[Location identification entries]
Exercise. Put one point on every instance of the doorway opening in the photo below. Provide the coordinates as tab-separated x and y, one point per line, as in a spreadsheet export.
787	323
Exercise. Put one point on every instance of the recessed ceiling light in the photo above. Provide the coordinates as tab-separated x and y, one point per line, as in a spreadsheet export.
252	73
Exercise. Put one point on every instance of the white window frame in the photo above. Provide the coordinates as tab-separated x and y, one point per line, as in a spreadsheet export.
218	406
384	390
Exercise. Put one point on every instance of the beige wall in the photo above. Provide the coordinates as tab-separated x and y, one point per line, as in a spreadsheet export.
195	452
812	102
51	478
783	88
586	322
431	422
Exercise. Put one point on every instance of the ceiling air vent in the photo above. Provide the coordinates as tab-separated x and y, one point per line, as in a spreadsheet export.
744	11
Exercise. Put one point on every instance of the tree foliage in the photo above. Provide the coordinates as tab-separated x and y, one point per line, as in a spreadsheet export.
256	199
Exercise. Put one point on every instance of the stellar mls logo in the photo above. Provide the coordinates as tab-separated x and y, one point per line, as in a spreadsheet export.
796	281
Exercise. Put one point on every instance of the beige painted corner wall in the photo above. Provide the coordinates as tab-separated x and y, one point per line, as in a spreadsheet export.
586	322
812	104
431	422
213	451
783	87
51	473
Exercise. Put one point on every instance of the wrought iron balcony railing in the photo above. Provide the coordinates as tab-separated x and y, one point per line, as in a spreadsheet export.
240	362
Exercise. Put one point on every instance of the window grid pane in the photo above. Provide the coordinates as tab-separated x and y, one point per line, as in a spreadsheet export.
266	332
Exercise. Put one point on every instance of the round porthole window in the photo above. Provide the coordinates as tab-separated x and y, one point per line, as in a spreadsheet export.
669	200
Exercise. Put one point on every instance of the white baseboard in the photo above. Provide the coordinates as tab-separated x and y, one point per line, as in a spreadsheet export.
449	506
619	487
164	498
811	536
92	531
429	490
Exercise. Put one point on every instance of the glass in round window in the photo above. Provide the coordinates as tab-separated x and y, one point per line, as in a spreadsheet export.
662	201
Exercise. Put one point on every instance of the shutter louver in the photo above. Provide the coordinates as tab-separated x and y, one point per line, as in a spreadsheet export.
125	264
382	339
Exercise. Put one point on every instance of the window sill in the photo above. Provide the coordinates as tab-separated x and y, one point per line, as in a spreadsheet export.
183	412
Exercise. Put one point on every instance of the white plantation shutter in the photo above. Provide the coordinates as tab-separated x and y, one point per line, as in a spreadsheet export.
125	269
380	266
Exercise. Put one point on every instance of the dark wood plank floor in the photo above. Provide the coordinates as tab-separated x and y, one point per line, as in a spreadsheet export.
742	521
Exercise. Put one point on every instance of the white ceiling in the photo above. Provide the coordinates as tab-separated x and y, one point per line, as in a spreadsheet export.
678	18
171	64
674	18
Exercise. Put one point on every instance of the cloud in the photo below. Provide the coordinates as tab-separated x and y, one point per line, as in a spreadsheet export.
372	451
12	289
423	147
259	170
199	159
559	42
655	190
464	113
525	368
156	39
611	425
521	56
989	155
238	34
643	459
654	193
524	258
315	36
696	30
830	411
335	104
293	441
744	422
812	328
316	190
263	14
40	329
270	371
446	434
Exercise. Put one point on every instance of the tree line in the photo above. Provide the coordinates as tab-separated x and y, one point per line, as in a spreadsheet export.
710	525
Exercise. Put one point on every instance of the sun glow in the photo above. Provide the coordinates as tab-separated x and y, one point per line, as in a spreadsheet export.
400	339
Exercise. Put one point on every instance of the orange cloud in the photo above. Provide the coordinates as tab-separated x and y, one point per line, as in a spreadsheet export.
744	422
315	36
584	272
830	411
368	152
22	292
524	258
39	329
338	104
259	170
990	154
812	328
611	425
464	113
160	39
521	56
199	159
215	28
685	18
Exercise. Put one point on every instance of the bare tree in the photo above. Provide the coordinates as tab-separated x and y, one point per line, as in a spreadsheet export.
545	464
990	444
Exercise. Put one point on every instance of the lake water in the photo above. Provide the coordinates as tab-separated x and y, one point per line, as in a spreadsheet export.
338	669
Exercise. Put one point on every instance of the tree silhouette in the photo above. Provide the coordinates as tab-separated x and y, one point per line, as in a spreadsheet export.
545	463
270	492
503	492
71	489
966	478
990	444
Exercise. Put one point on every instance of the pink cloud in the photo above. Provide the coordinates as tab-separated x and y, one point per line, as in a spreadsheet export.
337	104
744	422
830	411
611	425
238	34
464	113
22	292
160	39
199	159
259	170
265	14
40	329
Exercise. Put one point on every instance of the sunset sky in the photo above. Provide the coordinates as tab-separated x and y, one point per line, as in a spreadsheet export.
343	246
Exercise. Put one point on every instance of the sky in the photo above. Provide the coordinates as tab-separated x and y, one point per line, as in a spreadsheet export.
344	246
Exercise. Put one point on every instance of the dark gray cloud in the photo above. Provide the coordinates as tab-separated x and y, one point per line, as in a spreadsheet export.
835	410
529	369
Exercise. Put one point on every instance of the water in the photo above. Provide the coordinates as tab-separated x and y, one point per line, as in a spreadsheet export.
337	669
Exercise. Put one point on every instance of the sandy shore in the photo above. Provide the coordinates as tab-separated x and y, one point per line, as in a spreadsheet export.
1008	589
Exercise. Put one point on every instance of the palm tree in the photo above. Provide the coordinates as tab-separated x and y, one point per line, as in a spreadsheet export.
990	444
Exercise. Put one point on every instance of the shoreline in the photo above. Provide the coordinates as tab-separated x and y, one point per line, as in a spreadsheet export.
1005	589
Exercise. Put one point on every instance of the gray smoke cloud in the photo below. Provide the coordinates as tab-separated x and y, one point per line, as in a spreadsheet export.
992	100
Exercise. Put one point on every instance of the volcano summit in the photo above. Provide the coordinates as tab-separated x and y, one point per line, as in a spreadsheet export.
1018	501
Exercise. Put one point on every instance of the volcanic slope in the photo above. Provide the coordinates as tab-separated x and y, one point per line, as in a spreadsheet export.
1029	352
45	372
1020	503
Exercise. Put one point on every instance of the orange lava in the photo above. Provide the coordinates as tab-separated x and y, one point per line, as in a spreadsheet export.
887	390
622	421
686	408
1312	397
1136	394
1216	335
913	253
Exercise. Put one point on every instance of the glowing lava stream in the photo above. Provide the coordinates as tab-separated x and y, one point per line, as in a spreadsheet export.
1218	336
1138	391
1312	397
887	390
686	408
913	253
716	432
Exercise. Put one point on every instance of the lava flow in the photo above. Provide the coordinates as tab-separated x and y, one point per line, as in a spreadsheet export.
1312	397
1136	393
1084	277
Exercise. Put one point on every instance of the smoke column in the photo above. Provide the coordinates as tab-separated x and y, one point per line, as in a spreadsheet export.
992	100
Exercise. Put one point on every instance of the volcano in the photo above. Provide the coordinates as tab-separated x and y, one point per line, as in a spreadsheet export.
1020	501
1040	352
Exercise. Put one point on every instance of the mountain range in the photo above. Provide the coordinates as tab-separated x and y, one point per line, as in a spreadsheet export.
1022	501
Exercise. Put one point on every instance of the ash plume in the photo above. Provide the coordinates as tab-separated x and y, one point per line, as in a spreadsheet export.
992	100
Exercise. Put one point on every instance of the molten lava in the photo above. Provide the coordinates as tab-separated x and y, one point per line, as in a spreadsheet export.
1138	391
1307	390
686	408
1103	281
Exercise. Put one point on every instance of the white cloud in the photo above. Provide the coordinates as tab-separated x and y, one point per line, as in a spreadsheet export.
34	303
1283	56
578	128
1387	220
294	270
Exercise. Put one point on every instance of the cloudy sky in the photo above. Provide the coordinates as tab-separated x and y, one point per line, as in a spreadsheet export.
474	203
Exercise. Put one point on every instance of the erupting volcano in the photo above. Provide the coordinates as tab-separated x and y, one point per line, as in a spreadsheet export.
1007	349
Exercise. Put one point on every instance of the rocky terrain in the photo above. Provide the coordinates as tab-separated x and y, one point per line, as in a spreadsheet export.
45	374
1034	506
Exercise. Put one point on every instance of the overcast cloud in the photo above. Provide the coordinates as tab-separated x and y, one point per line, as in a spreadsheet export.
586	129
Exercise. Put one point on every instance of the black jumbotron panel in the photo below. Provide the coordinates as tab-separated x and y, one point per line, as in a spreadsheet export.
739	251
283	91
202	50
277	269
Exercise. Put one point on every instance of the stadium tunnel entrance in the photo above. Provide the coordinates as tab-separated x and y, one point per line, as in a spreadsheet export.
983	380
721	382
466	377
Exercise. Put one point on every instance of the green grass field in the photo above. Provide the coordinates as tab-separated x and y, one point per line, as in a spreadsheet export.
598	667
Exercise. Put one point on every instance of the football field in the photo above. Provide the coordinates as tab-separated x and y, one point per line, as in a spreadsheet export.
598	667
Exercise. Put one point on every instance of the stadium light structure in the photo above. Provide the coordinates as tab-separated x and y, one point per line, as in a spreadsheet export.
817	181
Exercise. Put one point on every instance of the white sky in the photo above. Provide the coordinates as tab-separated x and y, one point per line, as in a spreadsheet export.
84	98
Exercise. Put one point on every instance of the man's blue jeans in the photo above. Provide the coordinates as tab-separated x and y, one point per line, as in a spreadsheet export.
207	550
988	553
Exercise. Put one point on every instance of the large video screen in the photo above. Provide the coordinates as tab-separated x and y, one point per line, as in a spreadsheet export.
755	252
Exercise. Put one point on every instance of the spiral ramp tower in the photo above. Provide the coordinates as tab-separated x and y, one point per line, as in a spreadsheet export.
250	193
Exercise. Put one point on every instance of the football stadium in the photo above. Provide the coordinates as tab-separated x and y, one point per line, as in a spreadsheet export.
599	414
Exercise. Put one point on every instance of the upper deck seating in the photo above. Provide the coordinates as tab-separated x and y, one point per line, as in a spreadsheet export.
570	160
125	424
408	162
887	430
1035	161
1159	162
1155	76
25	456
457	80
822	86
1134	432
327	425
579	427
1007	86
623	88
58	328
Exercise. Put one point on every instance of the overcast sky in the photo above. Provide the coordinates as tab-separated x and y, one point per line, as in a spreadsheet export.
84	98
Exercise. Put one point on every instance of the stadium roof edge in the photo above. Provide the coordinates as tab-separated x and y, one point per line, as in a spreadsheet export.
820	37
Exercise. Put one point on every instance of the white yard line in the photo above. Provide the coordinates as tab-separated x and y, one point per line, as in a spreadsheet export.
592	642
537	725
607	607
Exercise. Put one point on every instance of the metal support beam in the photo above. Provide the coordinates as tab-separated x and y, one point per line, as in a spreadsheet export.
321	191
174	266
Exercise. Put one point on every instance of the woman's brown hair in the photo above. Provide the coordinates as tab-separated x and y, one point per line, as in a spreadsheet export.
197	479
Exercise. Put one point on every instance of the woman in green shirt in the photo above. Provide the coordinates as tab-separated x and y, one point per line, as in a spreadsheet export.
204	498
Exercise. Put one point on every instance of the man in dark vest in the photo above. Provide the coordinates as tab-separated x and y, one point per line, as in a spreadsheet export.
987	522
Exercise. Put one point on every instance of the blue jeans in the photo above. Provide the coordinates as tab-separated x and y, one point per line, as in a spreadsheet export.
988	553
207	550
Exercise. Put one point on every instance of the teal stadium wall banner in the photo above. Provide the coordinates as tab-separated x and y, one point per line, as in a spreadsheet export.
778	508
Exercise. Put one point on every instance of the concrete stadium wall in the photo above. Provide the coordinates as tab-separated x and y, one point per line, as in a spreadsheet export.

→ **Work instructions**
The lines to reproduce run from the one that contains "Exercise. Put one point on every instance of the blue" through the last line above; copy them exactly.

→ **Correct result**
Exercise. Put one point on every instance of the blue jeans in the photo above. Provide the coordinates as tab-separated x and y, one point per line, as in a spreadsheet export.
988	553
207	550
Exercise. Put one point on every instance of the teal stadium wall banner in the photo above. Provide the coordinates as tab-separated x and y, one point per line, as in a spreadsheet export.
778	508
Exercise. Put one point on every instance of the concrete stadium wall in the photo above. Provide the coordinates as tab-separated x and y, one point per line, as in a spreadsheet export.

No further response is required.